→ **Given task**: Number every line of all the records below as one list, leaving out any blank lines.

→ **Supplied data**:
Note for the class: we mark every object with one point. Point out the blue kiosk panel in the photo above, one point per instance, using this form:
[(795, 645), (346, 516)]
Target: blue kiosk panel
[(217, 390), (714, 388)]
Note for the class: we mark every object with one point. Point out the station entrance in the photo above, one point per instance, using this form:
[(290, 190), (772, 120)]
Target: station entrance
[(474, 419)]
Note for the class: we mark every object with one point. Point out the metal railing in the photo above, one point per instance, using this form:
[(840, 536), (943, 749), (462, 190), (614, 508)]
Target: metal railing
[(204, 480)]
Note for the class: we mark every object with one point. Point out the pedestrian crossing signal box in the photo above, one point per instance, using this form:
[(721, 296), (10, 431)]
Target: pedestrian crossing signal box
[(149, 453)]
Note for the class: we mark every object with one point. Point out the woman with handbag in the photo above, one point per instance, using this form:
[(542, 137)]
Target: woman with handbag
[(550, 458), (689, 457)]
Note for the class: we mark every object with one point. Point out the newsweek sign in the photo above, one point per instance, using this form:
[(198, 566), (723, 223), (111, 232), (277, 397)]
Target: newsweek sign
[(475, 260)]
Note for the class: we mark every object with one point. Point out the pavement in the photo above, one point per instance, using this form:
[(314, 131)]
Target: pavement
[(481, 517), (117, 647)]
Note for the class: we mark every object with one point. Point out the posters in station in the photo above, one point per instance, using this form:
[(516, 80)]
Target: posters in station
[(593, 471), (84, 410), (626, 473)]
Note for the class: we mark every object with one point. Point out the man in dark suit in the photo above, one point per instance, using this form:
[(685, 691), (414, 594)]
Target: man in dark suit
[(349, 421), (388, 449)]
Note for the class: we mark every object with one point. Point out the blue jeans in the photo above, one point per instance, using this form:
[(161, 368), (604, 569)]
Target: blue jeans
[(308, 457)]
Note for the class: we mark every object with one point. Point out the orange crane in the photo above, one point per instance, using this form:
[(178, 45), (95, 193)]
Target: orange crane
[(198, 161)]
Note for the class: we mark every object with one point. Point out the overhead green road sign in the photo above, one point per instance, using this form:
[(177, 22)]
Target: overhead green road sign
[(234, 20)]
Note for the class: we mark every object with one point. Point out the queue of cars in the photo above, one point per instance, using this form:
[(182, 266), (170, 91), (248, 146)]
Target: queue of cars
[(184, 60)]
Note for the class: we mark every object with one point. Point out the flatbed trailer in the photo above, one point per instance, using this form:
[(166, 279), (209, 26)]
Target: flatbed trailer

→ **Finished exercise**:
1. Note for the class: we mark every object with one point. Point out the blue kiosk panel in the photo above, one point per instance, using this form:
2. [(795, 645), (346, 516)]
3. Target: blue kiosk panel
4. [(217, 390), (714, 388)]
5. Note for the class: we mark every object with one point. Point out the station entrance in the photo above, one point per instance, using this form:
6. [(290, 190), (772, 120)]
7. Target: station entrance
8. [(474, 419)]
9. Note for the class: we mark every object with one point. Point out the metal railing in the photo above, one point per instance, using this form:
10. [(840, 536), (943, 749), (462, 190), (614, 508)]
11. Target: metal railing
12. [(204, 480)]
13. Note for the class: we mark every object with one point. Point out the pedestrian crossing signal box in the photo above, one point per instance, using this form:
14. [(721, 296), (10, 431)]
15. Target: pedestrian crossing signal box
16. [(149, 453)]
17. Note for the class: we mark every object with one point. Point out the woman with handbag in the photo above, one point per instance, using this form:
18. [(542, 137)]
19. Target: woman with handbag
20. [(550, 458), (689, 457)]
21. Note for the class: we mark every object with one point. Point out the newsweek sign in the photo above, one point per instance, using this form:
22. [(198, 566), (723, 223), (111, 232), (277, 397)]
23. Target: newsweek sign
24. [(475, 260)]
25. Note for the class: we mark every object with one point. Point out the pavement in the photo above, one point per instance, using this form:
26. [(314, 131)]
27. Target: pavement
28. [(481, 517), (117, 647)]
29. Note for the class: we mark every object with one point. Point out the posters in station in the photo above, one point per instance, using this form:
30. [(516, 80)]
31. Target: posters in station
32. [(593, 471), (84, 410), (626, 473)]
33. Note for the class: we mark every object with one point. Point out the man in dark suit in the photo above, one point per instance, using this form:
34. [(685, 691), (414, 594)]
35. Target: man in dark suit
36. [(349, 421), (388, 449)]
37. Note for the class: we mark every object with one point. Point out the blue jeans in the photo above, one point per instance, using this form:
38. [(161, 368), (604, 569)]
39. Target: blue jeans
40. [(308, 457)]
41. Note for the class: we mark every object with one point. Point out the orange crane in the photo above, one point per instance, using this form:
42. [(178, 45), (95, 193)]
43. Target: orange crane
44. [(198, 161)]
45. Note for the class: we mark every object with one point. Point out the overhead green road sign in the photo above, one point per instance, using this form:
46. [(177, 22)]
47. Target: overhead green road sign
48. [(234, 20)]
49. Note for the class: we mark every object with one point. Point out the queue of cars in the photo above, one point per instance, using this form:
50. [(182, 266), (170, 91), (248, 146)]
51. Target: queue of cars
52. [(184, 60)]
53. Note for the class: we mark every object with one point. Point out the flatbed trailer in the photo above, one point per instance, using this form:
54. [(166, 279), (209, 26)]
55. Target: flatbed trailer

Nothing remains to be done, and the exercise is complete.